◆ ACTIVITY
Write out each entry again. Keep every word exactly as it is.

Segment Start: MATERIAL FOR THE TASK

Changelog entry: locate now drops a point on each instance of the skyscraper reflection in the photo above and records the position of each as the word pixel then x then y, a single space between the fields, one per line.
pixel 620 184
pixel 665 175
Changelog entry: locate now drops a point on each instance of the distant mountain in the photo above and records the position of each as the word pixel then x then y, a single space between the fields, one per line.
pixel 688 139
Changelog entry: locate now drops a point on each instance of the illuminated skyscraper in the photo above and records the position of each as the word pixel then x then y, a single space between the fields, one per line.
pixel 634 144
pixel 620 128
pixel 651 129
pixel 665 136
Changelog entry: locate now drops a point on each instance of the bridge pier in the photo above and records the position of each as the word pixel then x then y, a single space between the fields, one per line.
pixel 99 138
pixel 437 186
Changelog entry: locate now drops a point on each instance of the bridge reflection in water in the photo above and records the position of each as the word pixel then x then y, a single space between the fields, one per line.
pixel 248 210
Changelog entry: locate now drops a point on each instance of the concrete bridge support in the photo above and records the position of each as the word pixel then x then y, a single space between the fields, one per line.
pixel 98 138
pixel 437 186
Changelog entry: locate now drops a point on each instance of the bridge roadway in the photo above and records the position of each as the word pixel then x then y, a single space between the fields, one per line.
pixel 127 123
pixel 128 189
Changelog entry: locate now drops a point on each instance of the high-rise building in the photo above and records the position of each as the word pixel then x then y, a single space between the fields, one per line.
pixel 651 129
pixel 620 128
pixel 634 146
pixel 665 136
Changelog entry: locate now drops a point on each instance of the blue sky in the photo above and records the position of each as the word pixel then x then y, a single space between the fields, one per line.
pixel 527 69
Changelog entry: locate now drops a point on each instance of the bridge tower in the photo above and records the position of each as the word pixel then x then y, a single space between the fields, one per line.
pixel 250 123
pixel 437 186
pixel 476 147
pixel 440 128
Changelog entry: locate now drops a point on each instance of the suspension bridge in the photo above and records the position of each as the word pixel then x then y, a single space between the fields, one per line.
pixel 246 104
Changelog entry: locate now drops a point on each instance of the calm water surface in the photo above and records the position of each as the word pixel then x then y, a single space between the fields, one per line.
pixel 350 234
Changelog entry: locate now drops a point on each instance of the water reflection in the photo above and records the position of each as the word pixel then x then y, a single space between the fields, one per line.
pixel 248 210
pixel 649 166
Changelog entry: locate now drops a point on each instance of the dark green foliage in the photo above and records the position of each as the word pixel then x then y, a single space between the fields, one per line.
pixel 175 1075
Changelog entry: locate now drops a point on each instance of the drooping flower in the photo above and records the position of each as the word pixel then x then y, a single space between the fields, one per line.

Segment End: MATERIAL FOR THE TASK

◆ RESPONSE BOX
Changelog entry: locate now drops a point on each instance of the skyscraper reflection in the photo above and records the position of each as the word pixel then x then y, a single space between the fields, one per line.
pixel 620 184
pixel 665 175
Changelog entry: locate now drops a point on each instance of the distant mountain in the photo above and records the position of each as the word pixel then x then y, a single space between the fields, one per line.
pixel 688 139
Changelog entry: locate now drops a point on each instance of the illuminated skyscraper in the photo above and records the position of each as the word pixel then x then y, a single space between the fields, one per line.
pixel 634 144
pixel 620 128
pixel 651 129
pixel 665 136
Changelog entry: locate now drops a point on each instance of the bridge pier in the photo above and records the position of each as the word pixel then x then y, a single space between the fields, one per line.
pixel 99 138
pixel 437 186
Changelog entry: locate now drops a point on each instance of the bridge reflection in water in the photo above and records the position of each as the word pixel then x then y, a single space between the fields, one per line.
pixel 248 210
Changelog entry: locate now drops a point on each instance of the concrete bridge support in the photo above and records the position of each as the word pixel then x then y, a single space between the fields, one per line.
pixel 98 138
pixel 437 186
Changelog entry: locate now drops a point on each instance of the bridge roadway in the photo above and records the position of each as the word pixel then x then y, a single space between the fields, one per line.
pixel 127 123
pixel 128 189
Changelog entry: locate now drops a point on each instance of the high-rise building in the photo above and records the position of each as the word pixel then x then y, a single space between the fields, one per line.
pixel 651 129
pixel 620 128
pixel 634 146
pixel 665 136
Changelog entry: locate now drops a point on each instance of the blue sky in the photo above and records the position of each as the word pixel then x then y, a single space between the fields, one per line.
pixel 527 69
Changelog entry: locate now drops a point on each instance of the bridge tower in the photo above and records the position of each as the word pixel then x then y, a single space between the fields, one per line.
pixel 250 123
pixel 437 186
pixel 476 147
pixel 440 128
Changelog entry: locate now drops a point on each instance of the suspension bridge in the photo above and records the position of each as the word pixel then x then y, a single space between the fields, one per line.
pixel 246 104
Changelog entry: locate now drops a point on each instance of the calm water surface in the photo above and records the position of each as the word pixel then x then y, a single space between the fields, one per line.
pixel 350 234
Changelog entry: locate now drops a point on each instance of the water reflection in the photo above and records the position of each as the word pixel then x then y, a single space between the fields, one per line.
pixel 248 210
pixel 649 166
Changelog entry: locate now drops a point on each instance of the dark green foliage in the photo above and records the position of each as the word pixel then x then y, a single space between the fields, one per line.
pixel 175 1075
Changelog entry: locate now drops a point on each instance of the drooping flower in the photo above and records the position of each as the word pixel then x then y, a single space between the fields, one per line.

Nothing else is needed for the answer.